#### Tujuan Latihan:
Tulis kembali bagian teks tentang skala gempa yang diawali kata-kata "Energi ini biasanya" dan diakhiri "hampir semua orang.", dengan menukar "seismograf" menjadi "seismometer".

Pages

 

Senin, 17 November 2014

SKALA DAN PARAMETER GEMPA

0 komentar
SKALA GEMPA
Untuk mengukur kekuatan gempa bumi, menggunakan suatu skala. Skala yang digunakan tersebut diantaranya yaitu :

1. Berdasar energi yang dilepaskan di pusat gempa. 

Energi ini biasanya disebut dengan Magnitudo atau Skalla Richter. Magnitude menunjukkan besaran atau jumlah energi yang dilepaskan pada suatu pusat gempa (Hypocenter) yang dapat diukur dengan seismograf. Magnitude pertama kali didefinisikan oleh Charles Richter tahun 1935, sehingga kini dikenal sebagai skala Richter.
Gempa dengan skala 3 magnitude atau lebih biasanya hampir tidak terlihat, dan gempa dengan skala magnitude 7  biasanya lebih berpotensi menyebabkan kerusakan serius di daerah luas, tergantung pada kedalaman gempa. Gempa bumi terbesar bersejarah besarnya telah lebih dari 9, meskipun tidak ada batasan besarnya.
Tingkatan dalam skala richter dapat dilihat sebagai berikut:
§  < 2,0   : Umumnya tak terasa, tapi terekam.
§  2,0-2,9 : Getaran hampir terasa, tapi belum terasa pada kebanyakan orang.
§  3,0-3,9 : Terasa oleh sebagian kecil orang.
§  4,0-4,9 : Terasa oleh hampir semua orang.
§  5,0-5,9 : Mulai menimbulkan kerusakan.
§  6,0-6,9 : Menimbulkan kerusakan pada daerah padat penduduk.
§  7,0-7,9 : Gempa skala besar, getaran kuat, menimbulkan kerusakan besar.
§  8,0-8,9 : Gempa dahsyat, getaran kuat, kehancuran dekat epicentrum.


 2. Berdasar tingkat kerusakan akibat gempa (efek yang terekam di lapangan)

Biasanya disebut dengan Intensity (intensitas),  digunakan dalam menentukan kuatnya getaran tanah akibat suatu gempa dengan melihat respons orang atau bangunan yang terasa atau terjadi pada saat gempa berlangsung pada lokasi tertentu (Siddiq, 1999 dalam Sudibyakto, 2000).

(Contoh deteksi)
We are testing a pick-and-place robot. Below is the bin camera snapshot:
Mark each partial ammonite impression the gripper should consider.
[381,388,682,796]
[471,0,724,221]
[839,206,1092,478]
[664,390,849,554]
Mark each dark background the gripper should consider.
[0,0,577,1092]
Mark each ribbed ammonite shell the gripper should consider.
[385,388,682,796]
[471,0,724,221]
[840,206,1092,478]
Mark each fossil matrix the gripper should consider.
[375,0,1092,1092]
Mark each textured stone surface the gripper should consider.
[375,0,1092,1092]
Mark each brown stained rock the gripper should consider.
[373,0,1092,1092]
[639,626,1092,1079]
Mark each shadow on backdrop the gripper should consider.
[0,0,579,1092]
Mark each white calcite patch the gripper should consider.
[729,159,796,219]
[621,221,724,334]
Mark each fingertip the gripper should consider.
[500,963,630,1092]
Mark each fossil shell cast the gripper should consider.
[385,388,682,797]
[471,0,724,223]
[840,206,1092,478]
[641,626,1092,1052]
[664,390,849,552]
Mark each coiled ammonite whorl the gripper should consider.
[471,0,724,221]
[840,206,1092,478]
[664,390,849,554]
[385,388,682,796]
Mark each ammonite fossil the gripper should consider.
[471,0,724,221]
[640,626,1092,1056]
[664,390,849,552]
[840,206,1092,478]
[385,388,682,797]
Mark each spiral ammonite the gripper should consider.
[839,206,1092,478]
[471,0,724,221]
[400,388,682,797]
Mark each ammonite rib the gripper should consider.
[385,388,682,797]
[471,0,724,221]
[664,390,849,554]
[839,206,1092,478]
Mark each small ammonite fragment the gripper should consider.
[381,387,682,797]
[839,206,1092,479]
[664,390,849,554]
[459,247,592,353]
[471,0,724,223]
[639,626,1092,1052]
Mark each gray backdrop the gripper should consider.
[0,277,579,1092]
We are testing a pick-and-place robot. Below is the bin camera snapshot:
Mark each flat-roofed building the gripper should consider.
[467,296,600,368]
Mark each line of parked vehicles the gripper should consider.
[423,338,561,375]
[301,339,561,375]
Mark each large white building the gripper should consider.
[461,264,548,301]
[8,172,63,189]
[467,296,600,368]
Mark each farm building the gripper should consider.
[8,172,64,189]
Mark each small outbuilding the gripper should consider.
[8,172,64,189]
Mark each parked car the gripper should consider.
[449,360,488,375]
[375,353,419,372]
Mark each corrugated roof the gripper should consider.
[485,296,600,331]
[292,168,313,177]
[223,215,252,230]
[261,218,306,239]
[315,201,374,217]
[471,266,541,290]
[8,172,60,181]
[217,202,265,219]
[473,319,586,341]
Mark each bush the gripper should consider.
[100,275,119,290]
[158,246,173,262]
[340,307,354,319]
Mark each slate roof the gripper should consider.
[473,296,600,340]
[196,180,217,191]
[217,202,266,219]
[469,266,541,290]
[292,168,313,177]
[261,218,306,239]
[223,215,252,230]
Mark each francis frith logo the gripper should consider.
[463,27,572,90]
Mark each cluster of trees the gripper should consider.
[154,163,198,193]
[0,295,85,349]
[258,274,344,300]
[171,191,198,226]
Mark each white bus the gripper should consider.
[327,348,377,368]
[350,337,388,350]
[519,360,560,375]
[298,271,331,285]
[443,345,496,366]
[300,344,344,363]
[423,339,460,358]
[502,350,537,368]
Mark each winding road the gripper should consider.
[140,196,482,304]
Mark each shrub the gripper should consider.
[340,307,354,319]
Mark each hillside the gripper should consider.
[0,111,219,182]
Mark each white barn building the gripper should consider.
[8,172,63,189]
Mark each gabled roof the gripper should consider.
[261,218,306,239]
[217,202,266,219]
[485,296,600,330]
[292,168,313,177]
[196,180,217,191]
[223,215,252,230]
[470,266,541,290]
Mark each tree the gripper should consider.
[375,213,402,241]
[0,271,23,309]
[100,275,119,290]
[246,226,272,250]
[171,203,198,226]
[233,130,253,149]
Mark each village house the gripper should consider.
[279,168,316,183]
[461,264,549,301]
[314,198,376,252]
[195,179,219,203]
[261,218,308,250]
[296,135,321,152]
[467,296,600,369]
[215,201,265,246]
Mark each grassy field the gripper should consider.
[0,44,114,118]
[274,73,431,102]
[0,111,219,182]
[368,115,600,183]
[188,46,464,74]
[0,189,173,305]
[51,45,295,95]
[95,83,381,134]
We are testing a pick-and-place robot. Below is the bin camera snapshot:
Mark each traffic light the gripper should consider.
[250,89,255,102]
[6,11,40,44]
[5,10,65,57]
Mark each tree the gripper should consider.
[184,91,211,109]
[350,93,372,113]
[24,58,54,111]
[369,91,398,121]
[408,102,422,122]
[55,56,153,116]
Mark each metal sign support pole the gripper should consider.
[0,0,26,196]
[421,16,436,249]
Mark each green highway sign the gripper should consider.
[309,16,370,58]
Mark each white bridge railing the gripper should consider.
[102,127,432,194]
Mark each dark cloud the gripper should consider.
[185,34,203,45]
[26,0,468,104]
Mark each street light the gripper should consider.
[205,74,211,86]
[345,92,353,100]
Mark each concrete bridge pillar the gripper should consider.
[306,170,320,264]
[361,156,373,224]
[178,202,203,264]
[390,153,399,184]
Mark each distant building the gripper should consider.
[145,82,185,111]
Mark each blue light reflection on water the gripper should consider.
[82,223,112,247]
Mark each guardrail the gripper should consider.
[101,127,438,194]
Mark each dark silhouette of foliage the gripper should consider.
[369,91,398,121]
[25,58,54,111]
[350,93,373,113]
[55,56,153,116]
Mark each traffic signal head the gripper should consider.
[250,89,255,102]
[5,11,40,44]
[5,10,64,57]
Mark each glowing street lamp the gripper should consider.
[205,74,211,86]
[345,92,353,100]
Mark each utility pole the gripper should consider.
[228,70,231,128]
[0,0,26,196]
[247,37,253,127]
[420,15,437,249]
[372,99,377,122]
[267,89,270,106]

#### Jawaban:
Energi ini biasanya disebut dengan Magnitudo atau Skalla Richter. Magnitude menunjukkan besaran atau jumlah energi yang dilepaskan pada suatu pusat gempa (Hypocenter) yang dapat diukur dengan seismometer. Magnitude pertama kali didefinisikan oleh Charles Richter tahun 1935, sehingga kini dikenal sebagai skala Richter.
Gempa dengan skala 3 magnitude atau lebih biasanya hampir tidak terlihat, dan gempa dengan skala magnitude 7  biasanya lebih berpotensi menyebabkan kerusakan serius di daerah luas, tergantung pada kedalaman gempa. Gempa bumi terbesar bersejarah besarnya telah lebih dari 9, meskipun tidak ada batasan besarnya.
Tingkatan dalam skala richter dapat dilihat sebagai berikut:
§  < 2,0   : Umumnya tak terasa, tapi terekam.
§  2,0-2,9 : Getaran hampir terasa, tapi belum terasa pada kebanyakan orang.
§  3,0-3,9 : Terasa oleh sebagian kecil orang.
§  4,0-4,9 : Terasa oleh hampir semua orang.